[BEGIN Reading passage]
1 Introduction

1.1 Research Significance and Objective

Benefiting from the development of emerging interactive techniques and computing technology, people are able to interact with multiple smart devices simultaneously and pervasively. It is described that people’s life and work are engaged in a smart environment. It is common and popular that a person who owns multiple smart devices such as tablet, smartphone, laptop interacts with these devices in a multitasking way. Based on a survey by Nielsen Company, roughly 40 percent of tablet and smartphone owners in the United States used their devices daily while watching TV [1]. One survey by the Hollywood Reporter showed that 79 % of the respondents said that they always or sometimes visited Facebook while watching TV and 41 % tweeted about the show they were watching and three quarters said that they posted about TV while watching live shows [2]. Another survey focusing on multi-screen users in the US found that in 2011 there were about 34 % of four-screen users, 32 % of three-screen users and 28 % of two-screen users above 18 years old who were prone to using devices such as PC, smartphone and tablet while watching TV. Besides, 47 % of the four-screen users would vote and purchase online with their mobile devices when seeing promotions on TV [3]. These activities, referred to as “a person’s consumption of more than one item or stream of content at the same time”, are called media multitasking [4].

In contrast to the prevalence of media multitasking, research evidence has confirmed the negative impact of multitasking on individuals’ performance [5], memory [6] and learning abilities [7]. It is surprising that heavy media multitaskers’ ability of task switching is even worse than light media multitaskers’ [4]. If multitasking has such negative impacts, why do people increasingly get involved in multitasking activities? Figuring out the answer to this question can shed light on the causality between multitasking activities and the corresponding motivations, and facilitate designing appropriate interventions to reduce the negative impact of multitasking in the environment surrounded by various media.

As indicated by [8], American teenagers from 8 to 18 years old spend 29 % of the media use time in using two or more media concurrently. It is found that among American young people who engage in media multitasking activities, they devote about a quarter of their media time to more than one medium [9]. Young people tend to have paradoxical experiences of media multitasking, with both positive and negative experience mixed [10]. Hence, in this study we selected young people as the research subjects of multitasking behaviors.
[END Reading passage]
[BEGIN Data entries]
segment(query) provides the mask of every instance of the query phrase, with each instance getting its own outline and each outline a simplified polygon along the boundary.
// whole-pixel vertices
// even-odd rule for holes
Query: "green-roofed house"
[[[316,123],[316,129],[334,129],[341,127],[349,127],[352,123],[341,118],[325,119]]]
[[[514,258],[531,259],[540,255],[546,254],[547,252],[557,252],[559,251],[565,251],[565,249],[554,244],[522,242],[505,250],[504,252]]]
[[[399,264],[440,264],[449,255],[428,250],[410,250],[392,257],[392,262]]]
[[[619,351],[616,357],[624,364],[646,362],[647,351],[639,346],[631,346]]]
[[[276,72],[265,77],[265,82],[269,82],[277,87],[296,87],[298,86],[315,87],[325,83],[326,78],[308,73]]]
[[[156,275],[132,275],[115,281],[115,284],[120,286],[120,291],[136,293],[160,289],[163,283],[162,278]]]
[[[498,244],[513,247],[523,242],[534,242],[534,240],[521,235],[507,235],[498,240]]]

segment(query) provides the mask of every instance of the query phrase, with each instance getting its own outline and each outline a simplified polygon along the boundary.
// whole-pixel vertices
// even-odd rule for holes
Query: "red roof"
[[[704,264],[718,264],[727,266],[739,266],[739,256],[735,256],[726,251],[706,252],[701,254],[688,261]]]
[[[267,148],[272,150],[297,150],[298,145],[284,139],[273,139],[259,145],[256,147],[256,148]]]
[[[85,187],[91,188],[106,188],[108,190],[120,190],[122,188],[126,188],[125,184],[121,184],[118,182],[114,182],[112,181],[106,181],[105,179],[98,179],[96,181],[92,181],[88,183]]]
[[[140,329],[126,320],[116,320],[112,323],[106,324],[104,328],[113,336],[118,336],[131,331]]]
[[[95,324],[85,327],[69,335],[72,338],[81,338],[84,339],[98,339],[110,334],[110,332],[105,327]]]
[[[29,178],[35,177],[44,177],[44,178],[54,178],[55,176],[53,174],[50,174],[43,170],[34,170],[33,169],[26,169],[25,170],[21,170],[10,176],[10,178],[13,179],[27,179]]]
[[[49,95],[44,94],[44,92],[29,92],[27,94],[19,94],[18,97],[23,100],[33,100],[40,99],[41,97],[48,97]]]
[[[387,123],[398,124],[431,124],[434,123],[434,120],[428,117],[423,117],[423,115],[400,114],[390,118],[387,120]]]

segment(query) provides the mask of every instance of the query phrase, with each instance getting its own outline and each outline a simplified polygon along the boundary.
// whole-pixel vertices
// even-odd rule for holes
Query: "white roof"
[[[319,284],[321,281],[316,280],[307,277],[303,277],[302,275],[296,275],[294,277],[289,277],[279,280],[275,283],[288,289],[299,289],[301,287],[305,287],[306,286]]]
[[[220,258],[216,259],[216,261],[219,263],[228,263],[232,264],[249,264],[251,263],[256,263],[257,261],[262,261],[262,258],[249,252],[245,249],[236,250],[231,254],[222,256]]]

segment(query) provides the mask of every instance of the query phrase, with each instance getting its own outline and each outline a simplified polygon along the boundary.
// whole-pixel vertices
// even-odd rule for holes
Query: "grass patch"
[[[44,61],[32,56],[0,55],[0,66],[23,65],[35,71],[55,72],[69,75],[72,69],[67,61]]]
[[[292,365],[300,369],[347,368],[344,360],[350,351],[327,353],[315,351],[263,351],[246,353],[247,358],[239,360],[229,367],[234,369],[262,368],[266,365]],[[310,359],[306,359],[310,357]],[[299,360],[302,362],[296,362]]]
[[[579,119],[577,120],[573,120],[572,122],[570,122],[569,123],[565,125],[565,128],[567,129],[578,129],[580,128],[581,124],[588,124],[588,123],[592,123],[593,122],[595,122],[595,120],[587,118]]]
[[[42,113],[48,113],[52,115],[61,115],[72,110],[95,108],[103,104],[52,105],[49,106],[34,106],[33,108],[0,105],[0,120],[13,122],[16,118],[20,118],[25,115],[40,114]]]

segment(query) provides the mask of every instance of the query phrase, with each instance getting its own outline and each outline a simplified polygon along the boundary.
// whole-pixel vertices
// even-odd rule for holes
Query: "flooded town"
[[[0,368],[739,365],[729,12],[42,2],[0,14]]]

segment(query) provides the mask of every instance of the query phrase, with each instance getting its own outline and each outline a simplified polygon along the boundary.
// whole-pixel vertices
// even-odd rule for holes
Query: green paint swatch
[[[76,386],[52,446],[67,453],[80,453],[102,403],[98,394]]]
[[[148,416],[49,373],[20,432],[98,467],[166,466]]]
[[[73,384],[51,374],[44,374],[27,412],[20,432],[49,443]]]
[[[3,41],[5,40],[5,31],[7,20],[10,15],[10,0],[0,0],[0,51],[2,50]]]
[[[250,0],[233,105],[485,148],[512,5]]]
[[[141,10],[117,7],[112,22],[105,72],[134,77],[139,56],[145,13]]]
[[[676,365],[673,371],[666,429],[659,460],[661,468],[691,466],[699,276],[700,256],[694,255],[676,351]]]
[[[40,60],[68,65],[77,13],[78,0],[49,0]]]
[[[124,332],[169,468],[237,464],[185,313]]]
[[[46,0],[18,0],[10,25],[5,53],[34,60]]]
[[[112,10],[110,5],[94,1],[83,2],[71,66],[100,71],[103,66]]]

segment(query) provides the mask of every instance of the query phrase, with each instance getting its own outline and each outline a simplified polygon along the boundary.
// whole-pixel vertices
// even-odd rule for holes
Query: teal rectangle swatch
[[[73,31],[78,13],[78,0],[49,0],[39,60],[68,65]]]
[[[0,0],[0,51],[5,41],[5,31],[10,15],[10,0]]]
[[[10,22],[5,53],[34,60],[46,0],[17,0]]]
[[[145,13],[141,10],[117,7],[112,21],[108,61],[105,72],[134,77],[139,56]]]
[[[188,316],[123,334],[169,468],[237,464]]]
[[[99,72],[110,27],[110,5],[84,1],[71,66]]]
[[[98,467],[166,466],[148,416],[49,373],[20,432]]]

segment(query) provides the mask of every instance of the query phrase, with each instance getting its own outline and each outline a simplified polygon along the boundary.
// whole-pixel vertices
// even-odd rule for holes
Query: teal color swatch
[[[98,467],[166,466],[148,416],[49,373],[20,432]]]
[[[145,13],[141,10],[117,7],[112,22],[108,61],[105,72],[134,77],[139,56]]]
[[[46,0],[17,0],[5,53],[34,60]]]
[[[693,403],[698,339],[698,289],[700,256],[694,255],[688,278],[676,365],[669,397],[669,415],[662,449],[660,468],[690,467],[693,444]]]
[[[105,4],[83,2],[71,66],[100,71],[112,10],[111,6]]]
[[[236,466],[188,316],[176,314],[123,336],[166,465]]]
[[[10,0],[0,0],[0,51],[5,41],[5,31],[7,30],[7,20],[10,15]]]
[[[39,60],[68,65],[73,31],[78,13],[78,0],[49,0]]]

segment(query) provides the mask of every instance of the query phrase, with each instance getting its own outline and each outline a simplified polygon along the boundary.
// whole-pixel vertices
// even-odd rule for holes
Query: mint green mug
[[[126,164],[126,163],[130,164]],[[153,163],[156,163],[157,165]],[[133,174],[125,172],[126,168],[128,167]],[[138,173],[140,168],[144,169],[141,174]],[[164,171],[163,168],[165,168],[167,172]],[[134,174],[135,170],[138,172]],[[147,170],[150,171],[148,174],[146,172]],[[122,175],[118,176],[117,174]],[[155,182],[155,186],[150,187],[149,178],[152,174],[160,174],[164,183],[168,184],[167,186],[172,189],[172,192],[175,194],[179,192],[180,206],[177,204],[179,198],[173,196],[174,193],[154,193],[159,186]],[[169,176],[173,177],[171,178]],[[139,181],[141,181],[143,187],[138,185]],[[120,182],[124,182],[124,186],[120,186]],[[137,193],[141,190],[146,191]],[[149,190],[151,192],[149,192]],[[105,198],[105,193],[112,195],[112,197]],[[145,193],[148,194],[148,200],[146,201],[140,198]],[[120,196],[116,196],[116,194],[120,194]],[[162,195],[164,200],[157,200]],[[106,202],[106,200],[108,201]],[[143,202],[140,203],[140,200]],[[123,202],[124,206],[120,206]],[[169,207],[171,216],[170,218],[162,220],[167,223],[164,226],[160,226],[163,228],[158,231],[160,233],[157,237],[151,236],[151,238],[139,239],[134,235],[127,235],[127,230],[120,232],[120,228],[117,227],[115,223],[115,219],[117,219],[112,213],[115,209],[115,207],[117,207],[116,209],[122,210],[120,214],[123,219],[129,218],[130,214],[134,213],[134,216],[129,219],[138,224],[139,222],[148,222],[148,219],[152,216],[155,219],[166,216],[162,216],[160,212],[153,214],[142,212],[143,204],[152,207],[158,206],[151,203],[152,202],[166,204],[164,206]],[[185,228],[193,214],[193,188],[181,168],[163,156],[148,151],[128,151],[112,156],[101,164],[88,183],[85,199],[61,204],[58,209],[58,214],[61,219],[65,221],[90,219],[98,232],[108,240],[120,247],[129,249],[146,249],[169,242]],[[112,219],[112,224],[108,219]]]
[END Data entries]
[Short exercise 1]
Print everything in the media multitasking introduction from "As indicated by" down to "of multitasking behaviors.".
[Short exercise 2]
In the media multitasking introduction, what share of their media use time do American teenagers aged 8 to 18 spend using two or more media concurrently?

[Complete answer 1]
As indicated by [8], American teenagers from 8 to 18 years old spend 29 % of the media use time in using two or more media concurrently. It is found that among American young people who engage in media multitasking activities, they devote about a quarter of their media time to more than one medium [9]. Young people tend to have paradoxical experiences of media multitasking, with both positive and negative experience mixed [10]. Hence, in this study we selected young people as the research subjects of multitasking behaviors.

[Complete answer 2]
29 percent